Activities |
- 1) Answer these questions about the forum thread on keeping an upgraded motor cool:
(a) What can sustained high speed operation lead to?
(b) What was the fastest pump speed reached, and what is the target speed?
(c) Which coolant is ruled out?
- 2) Name every distinct forum member who posts in or is addressed in the forum thread on keeping an upgraded motor cool.
- 3) In the forum thread, take the part that opens with the words containing "It's a billet" and closes with "out.  Thanks Milwaukee.". Write it out again, substituting "racing pump" for "billet pump".

Text under study |
::::::::

Keeping my upgraded motor cool

[Milwaukee Midget]

Like I said in my previous statements the temp rose very fast in the last mile of the run. 

 

Sustained high speed operation can lead to coolant cavitation.

If it's a stock style pump, how fast are you spinning it?

I'd be tempted to make sure the system you have in place is working 100% - there may not actually be a problem that simply changing the pulley to slow the pump down won't fix.

[Paul P]

Like I said in my previous statements the temp rose very fast in the last mile of the run. 

 

Sustained high speed operation can lead to coolant cavitation.

If it's a stock style pump, how fast are you spinning it?

I'd be tempted to make sure the system you have in place is working 100% - there may not actually be a problem that simply changing the pulley to slow the pump down won't fix.

It's a billet pump specifically designed to run at high speed.  The fastest I could spin it was 7100 rpm's but my target is 8000 rpm's.  I have changed gears so 8000 rpm's will happen next time.

[Paul P]

Well Evans Coolant is out.  Thanks Milwaukee.

Hey TheBaron can you give any details of the spray bars (manufacturer info) and what type of pump are you using?  Any details would be appreciated.  My air intake is under the hood so the motor would be eating the water too.  Not sure what effect, if any, that would have on performance.

::::::::

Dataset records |
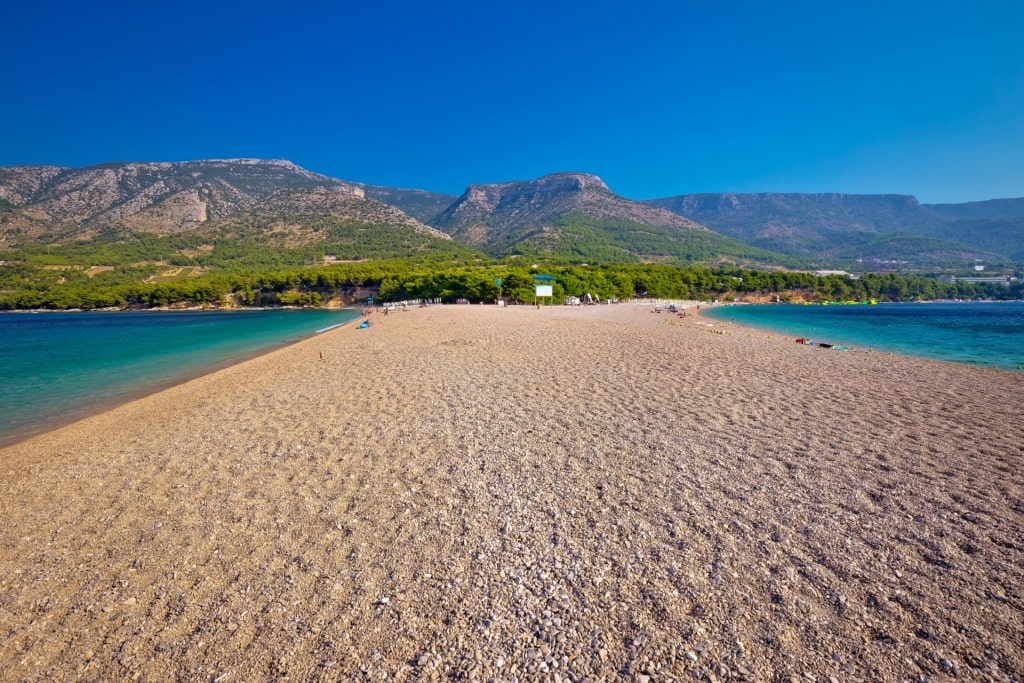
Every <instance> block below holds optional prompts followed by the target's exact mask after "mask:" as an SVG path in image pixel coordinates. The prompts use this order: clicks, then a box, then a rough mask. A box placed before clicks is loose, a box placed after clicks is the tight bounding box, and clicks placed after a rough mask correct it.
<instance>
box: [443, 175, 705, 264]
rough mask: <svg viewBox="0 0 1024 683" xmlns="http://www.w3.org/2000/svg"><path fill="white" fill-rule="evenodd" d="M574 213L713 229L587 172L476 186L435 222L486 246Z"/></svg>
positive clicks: (444, 227)
mask: <svg viewBox="0 0 1024 683" xmlns="http://www.w3.org/2000/svg"><path fill="white" fill-rule="evenodd" d="M573 213H581V214H585V215H587V216H590V217H592V218H598V219H613V220H624V221H630V222H634V223H639V224H644V225H654V226H658V227H668V228H674V229H678V230H705V229H707V228H705V227H703V226H702V225H698V224H696V223H694V222H693V221H692V220H688V219H685V218H682V217H680V216H678V215H674V214H673V213H672V212H670V211H665V210H662V209H658V208H654V207H648V206H644V205H643V204H640V203H638V202H633V201H631V200H628V199H626V198H623V197H620V196H617V195H615V194H614V193H612V191H611V190H610V189H609V188H608V186H607V185H605V184H604V182H603V181H602V180H601V179H600V178H598V177H597V176H596V175H588V174H585V173H554V174H551V175H546V176H543V177H541V178H537V179H536V180H525V181H519V182H501V183H493V184H485V185H470V186H469V187H468V188H467V189H466V191H465V193H463V195H462V197H460V198H459V199H458V200H456V202H455V203H453V204H452V206H450V207H449V208H447V209H446V210H445V211H444V212H442V213H441V214H440V215H438V216H437V217H436V218H435V219H434V220H433V221H431V224H432V225H434V226H435V227H438V228H440V229H441V230H444V231H445V232H447V233H449V234H451V236H452V237H454V238H456V239H457V240H461V241H463V242H466V243H467V244H470V245H473V246H477V247H481V248H486V247H487V246H489V245H494V244H498V243H499V242H500V241H501V240H502V239H503V238H504V237H505V236H506V234H508V233H509V232H512V231H514V230H516V229H521V228H526V227H530V226H544V225H548V224H551V223H554V222H556V221H557V220H558V219H559V218H562V217H564V216H566V215H569V214H573Z"/></svg>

::::::::

Results for each task |
- 1)
(a) Coolant cavitation.
(b) The fastest was 7100 rpm, and the target is 8000 rpm.
(c) Evans Coolant.

- 2) Milwaukee Midget (also addressed as "Milwaukee"), Paul P, TheBaron

- 3)
It's a racing pump specifically designed to run at high speed.  The fastest I could spin it was 7100 rpm's but my target is 8000 rpm's.  I have changed gears so 8000 rpm's will happen next time.

[Paul P]

Well Evans Coolant is out.  Thanks Milwaukee.